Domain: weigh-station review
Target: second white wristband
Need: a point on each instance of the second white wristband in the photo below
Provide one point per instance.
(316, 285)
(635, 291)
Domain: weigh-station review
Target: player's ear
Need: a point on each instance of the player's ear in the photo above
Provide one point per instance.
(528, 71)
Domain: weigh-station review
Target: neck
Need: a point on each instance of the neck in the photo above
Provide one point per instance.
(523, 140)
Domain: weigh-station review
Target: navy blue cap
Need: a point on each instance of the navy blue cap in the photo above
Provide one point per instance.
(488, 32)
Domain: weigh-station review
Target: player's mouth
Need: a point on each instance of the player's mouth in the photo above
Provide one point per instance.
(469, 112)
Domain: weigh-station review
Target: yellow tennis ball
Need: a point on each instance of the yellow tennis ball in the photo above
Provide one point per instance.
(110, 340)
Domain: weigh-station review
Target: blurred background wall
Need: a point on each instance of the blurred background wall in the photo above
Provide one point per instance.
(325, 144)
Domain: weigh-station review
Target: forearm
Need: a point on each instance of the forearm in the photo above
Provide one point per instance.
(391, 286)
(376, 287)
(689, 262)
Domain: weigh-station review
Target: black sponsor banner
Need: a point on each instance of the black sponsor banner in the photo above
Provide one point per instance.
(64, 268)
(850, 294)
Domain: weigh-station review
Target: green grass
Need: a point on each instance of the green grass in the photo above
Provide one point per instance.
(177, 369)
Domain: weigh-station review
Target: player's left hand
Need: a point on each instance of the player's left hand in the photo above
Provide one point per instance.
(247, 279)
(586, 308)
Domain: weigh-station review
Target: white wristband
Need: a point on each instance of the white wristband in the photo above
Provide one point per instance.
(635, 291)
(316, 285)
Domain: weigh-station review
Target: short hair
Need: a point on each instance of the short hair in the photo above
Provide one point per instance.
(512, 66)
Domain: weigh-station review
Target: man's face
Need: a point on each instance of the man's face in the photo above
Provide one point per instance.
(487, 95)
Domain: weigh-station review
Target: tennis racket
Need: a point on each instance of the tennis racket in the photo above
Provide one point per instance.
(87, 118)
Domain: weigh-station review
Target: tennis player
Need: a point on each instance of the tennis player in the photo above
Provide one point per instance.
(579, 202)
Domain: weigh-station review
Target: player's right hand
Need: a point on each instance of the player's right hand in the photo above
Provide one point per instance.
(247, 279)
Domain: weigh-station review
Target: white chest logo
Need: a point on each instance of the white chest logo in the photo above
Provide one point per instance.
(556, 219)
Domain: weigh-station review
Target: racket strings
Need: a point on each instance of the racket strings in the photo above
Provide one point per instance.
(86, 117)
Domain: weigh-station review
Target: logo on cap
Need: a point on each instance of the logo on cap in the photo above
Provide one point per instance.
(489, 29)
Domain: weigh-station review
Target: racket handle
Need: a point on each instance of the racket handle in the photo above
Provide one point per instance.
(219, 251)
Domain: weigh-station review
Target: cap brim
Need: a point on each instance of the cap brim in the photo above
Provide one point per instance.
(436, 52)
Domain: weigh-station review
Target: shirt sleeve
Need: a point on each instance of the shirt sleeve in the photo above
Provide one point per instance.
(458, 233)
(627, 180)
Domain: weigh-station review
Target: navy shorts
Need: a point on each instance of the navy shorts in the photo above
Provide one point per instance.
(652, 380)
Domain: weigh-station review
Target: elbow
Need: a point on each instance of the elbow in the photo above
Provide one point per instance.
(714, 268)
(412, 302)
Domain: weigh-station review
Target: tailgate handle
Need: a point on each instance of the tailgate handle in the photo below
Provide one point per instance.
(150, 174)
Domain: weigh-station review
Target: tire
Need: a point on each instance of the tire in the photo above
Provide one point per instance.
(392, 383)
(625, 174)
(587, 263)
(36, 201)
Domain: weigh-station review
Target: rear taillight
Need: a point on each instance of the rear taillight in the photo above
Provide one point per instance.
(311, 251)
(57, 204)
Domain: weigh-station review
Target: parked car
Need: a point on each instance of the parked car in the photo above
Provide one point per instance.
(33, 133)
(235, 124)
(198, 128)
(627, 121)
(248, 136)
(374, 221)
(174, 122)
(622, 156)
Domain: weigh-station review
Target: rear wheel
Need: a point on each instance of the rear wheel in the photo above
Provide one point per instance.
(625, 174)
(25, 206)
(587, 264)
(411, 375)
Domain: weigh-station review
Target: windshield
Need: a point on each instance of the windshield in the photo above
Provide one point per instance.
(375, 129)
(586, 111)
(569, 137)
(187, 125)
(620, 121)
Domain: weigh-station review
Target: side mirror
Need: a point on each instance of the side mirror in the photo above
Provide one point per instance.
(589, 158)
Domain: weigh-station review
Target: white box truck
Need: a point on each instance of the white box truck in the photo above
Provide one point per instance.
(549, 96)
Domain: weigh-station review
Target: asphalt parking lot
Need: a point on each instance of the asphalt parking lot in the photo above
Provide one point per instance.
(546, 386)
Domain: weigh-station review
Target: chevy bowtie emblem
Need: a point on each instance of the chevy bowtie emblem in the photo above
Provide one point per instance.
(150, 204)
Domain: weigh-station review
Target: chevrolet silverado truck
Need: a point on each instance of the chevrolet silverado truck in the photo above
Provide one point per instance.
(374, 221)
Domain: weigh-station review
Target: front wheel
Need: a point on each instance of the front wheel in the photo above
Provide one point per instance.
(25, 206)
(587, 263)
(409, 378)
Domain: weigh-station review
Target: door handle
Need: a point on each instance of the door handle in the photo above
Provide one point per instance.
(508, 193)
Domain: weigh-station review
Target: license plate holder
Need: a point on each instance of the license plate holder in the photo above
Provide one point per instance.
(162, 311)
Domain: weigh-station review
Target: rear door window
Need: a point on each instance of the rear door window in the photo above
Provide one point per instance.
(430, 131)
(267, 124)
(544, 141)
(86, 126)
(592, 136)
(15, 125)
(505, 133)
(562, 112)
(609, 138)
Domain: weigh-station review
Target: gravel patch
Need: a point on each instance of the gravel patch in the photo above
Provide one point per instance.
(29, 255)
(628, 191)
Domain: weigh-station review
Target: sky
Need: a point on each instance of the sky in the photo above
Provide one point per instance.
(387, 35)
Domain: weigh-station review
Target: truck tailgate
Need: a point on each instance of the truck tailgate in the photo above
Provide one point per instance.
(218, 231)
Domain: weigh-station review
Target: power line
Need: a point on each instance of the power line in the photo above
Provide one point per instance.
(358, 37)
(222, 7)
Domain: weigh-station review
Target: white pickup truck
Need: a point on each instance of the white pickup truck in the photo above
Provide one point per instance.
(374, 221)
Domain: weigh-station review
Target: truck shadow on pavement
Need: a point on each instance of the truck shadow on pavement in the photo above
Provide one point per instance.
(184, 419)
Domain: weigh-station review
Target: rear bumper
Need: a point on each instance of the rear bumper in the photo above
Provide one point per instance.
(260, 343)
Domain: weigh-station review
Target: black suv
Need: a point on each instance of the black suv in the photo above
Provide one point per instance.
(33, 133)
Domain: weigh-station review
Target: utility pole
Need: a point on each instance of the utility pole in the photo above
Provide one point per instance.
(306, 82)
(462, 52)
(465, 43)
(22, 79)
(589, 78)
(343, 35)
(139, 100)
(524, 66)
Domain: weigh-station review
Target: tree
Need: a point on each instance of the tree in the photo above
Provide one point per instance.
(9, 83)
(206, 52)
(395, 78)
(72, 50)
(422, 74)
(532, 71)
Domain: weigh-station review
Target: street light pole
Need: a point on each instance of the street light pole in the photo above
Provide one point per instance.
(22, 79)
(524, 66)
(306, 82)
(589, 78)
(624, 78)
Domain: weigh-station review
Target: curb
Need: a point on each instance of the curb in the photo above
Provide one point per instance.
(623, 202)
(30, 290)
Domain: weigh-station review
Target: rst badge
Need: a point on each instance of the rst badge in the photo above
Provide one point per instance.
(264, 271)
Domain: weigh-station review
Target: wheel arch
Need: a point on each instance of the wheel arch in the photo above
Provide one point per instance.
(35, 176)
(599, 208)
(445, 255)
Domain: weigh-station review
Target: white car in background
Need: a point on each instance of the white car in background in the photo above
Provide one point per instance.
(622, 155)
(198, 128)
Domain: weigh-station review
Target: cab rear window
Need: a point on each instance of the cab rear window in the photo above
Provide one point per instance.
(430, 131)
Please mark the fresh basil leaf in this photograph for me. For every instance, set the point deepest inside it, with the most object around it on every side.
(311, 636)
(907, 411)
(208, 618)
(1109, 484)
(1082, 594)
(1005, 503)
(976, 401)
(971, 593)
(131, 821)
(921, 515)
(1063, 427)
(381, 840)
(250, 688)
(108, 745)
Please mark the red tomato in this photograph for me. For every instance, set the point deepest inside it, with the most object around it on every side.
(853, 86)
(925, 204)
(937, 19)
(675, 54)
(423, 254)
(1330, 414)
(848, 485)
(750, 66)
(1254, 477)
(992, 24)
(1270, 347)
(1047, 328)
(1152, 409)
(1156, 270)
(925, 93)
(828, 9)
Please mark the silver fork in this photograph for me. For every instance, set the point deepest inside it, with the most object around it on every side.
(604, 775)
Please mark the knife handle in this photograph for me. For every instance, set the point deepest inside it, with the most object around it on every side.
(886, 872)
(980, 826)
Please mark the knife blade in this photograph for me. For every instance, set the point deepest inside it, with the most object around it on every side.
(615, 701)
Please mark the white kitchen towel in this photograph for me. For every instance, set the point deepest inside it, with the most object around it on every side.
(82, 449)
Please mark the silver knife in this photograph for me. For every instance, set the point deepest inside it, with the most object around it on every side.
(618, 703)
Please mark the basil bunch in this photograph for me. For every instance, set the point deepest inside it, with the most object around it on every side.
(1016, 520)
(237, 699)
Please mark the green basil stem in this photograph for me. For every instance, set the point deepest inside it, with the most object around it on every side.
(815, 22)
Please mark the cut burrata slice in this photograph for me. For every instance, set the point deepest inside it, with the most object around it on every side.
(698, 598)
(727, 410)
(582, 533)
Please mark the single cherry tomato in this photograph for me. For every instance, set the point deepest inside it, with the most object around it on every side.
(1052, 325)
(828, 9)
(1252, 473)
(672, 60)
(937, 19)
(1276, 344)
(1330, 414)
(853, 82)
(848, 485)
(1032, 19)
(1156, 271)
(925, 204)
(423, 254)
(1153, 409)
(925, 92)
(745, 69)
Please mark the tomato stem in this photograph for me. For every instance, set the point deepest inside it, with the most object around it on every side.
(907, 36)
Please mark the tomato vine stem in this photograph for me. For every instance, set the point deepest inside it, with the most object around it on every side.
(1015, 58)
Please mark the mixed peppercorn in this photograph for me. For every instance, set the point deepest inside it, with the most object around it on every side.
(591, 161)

● ● ● ●

What to work on ▸ Scan the data above for the string "face" and copy each line where it appears.

Response to this task ▸
Target: man's face
Need: a point on each instance of the man's face in the photo above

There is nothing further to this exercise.